WHAT IS ASKED
A. In the essay on Middle East uprisings, which Tunisian leader does the author say fled?
B. From the essay on Middle East uprisings, echo the passage between "Some tyrannies in" and "from that scourge.", inclusive.

SUPPLIED TEXT
** BEGIN **

Some tyrannies in Middle East have crumbled; others are in the process of crumbling. Egyptian Mubarak bit dust, and Tunisian tyrant, Ben Ali took to his heels, Libyan mad man, Gaddafi is losing it and Yemeni strong man, Saleh is gasping for fresh air. The era of impugned oppression and subjugation by tyrants has run its ugly course. Three to four decades of suffering was much too much and much too long for the people to endure. They could take it no more, and they are ready for a respite and may be for a permanent riddance from that scourge.

It took decades for the spirit of revulsion and revolution to brew and breed, but it hardly took a few days for the uprising to gain momentum. The final episodes in Tunisia and Egypt that wrote the epitaph for the tyrants were fast and furious. There was no stopping them. Only a few months ago most could not believe even in their wildest imagination that something of this magnitude could take place in Muslim Arab dictatorships. But, it did happen and we are witness to it.

Ironically, many in the world who supported freedoms for some did not wish the Arabs or Muslims to overthrow their oppressive regimes. They were in the opposite camp, some actively arming and abetting state oppression. They were achieving double whammies-vilifying Muslims as violent antidemocratic forces undeserving of freedoms, while in the same breath supporting the tyrants. But, Arab Muslims are losing fear and regaining hope. Many in the West and some in the east, such as India have started squirming with discomfort at the wave of freedom sweeping across the Muslim lands. They sense a looming threat to their hegemony in the Middle East and South Asia, such as Kashmir.

And speaking about Kashmir, there naturally is much deeper and much more intense sense of revulsion and rejection against their oppressors. For one, the Indians have not only tortured, maimed, murdered and gang raped their subjects, they also have repeatedly desecrated their religious symbols. Arab dictators did not have to do some of those vile things to their subjects because they shared the same religious sanctities. They shared the same culture and the same language; they did not have to force a hostile culture down the throats of their subjects to efface their local culture. On the contrary, the Indians are seen by the Kashmiris for what they truly are-foreign invaders, occupiers and tyrants who stand for nothing the Kashmiris stand for. Indian is anathema to Kashmiri. India is the aggressor and occupier. Kashmir is the aggressed and occupied. Kashmiris demand decolonization; Indians insist on continued colonization. To the Kashmiris, Indians might as well be from a different planet, for all they care. The truth of the matter is that, no matter what the Indians do, they will never have acceptability in Kashmir. They will never blend in to the Kashmiri society. They will always remain separate and apart–loathed as aggressive foreign invaders, geographical proximity notwithstanding.

** END **

RAW RECORDS
** BEGIN **

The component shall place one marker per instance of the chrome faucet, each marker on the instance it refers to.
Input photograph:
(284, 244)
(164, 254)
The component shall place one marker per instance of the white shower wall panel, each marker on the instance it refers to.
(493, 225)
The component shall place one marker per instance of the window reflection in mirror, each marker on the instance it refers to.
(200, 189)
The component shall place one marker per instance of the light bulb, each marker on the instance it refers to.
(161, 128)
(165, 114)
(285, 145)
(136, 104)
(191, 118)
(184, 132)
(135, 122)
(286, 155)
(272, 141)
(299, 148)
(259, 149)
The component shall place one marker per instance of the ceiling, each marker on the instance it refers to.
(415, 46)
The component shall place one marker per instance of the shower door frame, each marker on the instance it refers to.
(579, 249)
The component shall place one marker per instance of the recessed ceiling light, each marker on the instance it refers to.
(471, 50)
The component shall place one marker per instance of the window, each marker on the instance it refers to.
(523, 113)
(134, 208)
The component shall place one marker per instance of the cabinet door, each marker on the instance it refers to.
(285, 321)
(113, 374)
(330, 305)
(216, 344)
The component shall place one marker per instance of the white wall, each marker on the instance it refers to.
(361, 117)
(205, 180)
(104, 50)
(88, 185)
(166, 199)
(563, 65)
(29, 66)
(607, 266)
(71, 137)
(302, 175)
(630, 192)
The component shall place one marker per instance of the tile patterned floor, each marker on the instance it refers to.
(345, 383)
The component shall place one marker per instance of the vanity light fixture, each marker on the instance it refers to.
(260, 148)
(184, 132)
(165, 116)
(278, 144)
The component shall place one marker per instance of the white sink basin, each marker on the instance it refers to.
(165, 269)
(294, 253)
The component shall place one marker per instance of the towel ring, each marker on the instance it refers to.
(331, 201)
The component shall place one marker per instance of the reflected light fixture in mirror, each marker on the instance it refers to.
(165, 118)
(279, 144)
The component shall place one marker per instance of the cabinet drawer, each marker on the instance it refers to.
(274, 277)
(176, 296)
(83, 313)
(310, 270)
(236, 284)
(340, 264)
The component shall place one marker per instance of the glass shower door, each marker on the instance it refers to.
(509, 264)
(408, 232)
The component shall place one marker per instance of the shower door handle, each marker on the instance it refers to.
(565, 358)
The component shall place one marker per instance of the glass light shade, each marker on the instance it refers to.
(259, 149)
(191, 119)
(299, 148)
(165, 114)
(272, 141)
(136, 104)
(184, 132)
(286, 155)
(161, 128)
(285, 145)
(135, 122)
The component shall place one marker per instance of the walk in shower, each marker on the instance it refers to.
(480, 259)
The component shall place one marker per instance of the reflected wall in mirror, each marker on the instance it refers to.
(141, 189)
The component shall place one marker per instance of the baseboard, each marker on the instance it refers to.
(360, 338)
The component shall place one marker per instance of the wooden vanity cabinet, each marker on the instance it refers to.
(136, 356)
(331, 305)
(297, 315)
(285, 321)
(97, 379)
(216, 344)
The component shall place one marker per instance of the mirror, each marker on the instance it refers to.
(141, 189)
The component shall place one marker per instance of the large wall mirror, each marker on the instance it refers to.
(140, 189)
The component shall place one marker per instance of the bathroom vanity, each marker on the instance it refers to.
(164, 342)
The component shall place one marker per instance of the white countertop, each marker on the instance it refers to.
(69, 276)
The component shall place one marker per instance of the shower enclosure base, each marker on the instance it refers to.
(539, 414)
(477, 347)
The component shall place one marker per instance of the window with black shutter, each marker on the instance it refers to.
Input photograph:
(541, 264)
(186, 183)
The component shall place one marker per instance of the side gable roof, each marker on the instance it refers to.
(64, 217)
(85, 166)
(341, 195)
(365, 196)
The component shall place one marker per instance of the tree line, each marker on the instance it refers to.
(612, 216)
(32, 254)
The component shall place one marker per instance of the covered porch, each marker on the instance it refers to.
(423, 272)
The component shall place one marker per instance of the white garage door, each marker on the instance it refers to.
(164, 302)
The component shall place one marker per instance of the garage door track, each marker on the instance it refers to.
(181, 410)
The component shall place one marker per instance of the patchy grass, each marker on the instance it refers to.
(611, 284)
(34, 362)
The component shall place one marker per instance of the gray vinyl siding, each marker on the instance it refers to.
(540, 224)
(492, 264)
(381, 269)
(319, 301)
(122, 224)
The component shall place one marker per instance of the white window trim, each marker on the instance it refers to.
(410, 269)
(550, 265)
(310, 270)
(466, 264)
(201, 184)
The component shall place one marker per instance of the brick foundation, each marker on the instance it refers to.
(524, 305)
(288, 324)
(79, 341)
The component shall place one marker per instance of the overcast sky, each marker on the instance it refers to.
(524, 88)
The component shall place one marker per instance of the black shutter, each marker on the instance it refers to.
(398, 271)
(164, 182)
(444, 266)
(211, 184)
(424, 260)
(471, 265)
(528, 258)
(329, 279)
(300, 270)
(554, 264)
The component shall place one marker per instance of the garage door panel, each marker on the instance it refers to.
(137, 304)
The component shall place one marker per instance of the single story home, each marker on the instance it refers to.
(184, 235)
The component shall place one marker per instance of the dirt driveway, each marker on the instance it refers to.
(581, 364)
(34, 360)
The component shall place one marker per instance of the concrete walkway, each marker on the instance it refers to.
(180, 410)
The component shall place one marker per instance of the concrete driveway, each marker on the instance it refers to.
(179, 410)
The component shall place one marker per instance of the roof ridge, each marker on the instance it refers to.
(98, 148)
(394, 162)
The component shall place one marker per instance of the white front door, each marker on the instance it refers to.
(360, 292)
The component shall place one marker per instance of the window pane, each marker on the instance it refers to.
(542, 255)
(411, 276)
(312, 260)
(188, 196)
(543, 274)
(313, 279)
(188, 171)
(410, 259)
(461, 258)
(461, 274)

** END **

SET OF ANSWERS
A. Ben Ali

B.
Some tyrannies in Middle East have crumbled; others are in the process of crumbling. Egyptian Mubarak bit dust, and Tunisian tyrant, Ben Ali took to his heels, Libyan mad man, Gaddafi is losing it and Yemeni strong man, Saleh is gasping for fresh air. The era of impugned oppression and subjugation by tyrants has run its ugly course. Three to four decades of suffering was much too much and much too long for the people to endure. They could take it no more, and they are ready for a respite and may be for a permanent riddance from that scourge.